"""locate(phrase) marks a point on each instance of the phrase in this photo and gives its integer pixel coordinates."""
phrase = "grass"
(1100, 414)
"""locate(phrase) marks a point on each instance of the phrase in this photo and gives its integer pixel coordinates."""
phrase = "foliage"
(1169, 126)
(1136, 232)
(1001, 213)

#####

Repeat the records word for word.

"""locate(phrase) marks a point on each instance of the phrase in this photo and gives its integer pixel coordinates."""
phrase = "grass"
(1100, 414)
"""locate(phrase) marks a point on each instance of the phrase in this photo and gives its integer pixel coordinates."""
phrase = "foliage"
(1169, 126)
(1136, 232)
(1001, 213)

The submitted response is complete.